What is being asked: From the partial thyroid lobectomy thread below, extract everything from "https://www.cms.gov/MedicaidNCCICoding/Downloads/gencorrlang.pdf" down to "CPT code 60240.", copying it word for word.

*** Text excerpt ***

# Partial thyroid lobectomy



## calexander1265 (Feb 20, 2012)

I have a surgeon who is charging for 60210 and 60500.  The 60210 is being denied as duplicate or included in the 60500.  I have not found a cci or mutially exclusive edit for these codes.  Is it appropriate to bill for both of these procedures?


----------



## jmcpolin (Feb 20, 2012)

as far as I can tell 60500 is for the parathyroid glands adjacent to the thyroid and 60210 is for the thyroid, is he removing both?


----------



## Lujanwj (Feb 20, 2012)

There shouldn't be a problems as long as the partial lobectomy and the parathyroidectomy were done on separate surgical sites.  If the part of the lobe dr excised contained a parathyroid it could be considered incidental to the lobectomy. The payor might also be thinking that a bit of the lobe might be excised in order to do a parathyroidectomy.  That's probably why they paid 60500.  I'd appeal if I can show separate and distinct locations.  If I can't show separate, my argument would be that there's no NCCI Edit.  

Remember, when doing a thyroidectomy the parathyroidectomy is included per NCCI.  

https://www.cms.gov/MedicaidNCCICoding/Downloads/gencorrlang.pdf

Correspondence Language Policy/Example Number 10.60000 - Standards of medical/surgical practice

For example, CPT code 60240 describes a total or complete thyroidectomy. CPT code 60500 describes a parathyroidectomy or exploration of parathyroid(s). The exploration of parathyroid glands with or without parathyroidectomy (CPT code 60500) is standard surgical practice when performing a complete thyroidectomy (CPT code 60240). Therefore, CPT code 60500 is bundled into CPT code 60240.

Good Luck!


----------



## calexander1265 (Feb 20, 2012)

The dictation states:
1. Excision of parathyroid adenoma from left upper position
2.  Removal of left lower parathyroid
3.  Biopsy of thyroid cyst
4.  Partial lobectomy with removal of large hyperplastic lower parathyroid nodule from mediastinal area.

So I was of the opinion that only the 60500 would be billed, am I incorrect and is there some other way this should be coded?


----------

*** Source information ***

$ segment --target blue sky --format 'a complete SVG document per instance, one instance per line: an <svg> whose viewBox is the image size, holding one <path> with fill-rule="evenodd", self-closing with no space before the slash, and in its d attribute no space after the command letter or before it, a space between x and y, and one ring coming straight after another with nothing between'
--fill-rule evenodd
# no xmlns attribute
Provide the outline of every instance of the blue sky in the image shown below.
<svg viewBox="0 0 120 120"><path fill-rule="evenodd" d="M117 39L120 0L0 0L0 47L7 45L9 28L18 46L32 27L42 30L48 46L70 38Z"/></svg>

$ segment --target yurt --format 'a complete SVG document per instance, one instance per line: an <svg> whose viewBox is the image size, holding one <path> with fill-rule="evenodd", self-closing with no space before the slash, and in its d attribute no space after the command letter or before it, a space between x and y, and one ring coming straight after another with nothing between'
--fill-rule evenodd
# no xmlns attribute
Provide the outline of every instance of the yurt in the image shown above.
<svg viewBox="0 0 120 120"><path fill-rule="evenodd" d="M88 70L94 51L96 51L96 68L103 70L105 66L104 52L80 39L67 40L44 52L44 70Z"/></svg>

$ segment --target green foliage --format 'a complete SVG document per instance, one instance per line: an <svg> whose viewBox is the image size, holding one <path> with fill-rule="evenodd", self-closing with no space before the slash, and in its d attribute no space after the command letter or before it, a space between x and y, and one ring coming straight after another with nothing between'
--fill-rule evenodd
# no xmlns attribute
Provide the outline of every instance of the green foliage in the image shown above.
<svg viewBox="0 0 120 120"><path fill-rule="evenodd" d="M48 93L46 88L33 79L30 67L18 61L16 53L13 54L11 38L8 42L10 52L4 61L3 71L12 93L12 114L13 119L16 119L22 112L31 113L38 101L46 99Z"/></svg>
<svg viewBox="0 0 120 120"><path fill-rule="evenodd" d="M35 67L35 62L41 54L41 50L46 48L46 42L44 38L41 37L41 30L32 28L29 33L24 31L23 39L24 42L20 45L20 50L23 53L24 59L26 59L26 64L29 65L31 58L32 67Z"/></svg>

***

Answer section:
https://www.cms.gov/MedicaidNCCICoding/Downloads/gencorrlang.pdf

Correspondence Language Policy/Example Number 10.60000 - Standards of medical/surgical practice

For example, CPT code 60240 describes a total or complete thyroidectomy. CPT code 60500 describes a parathyroidectomy or exploration of parathyroid(s). The exploration of parathyroid glands with or without parathyroidectomy (CPT code 60500) is standard surgical practice when performing a complete thyroidectomy (CPT code 60240). Therefore, CPT code 60500 is bundled into CPT code 60240.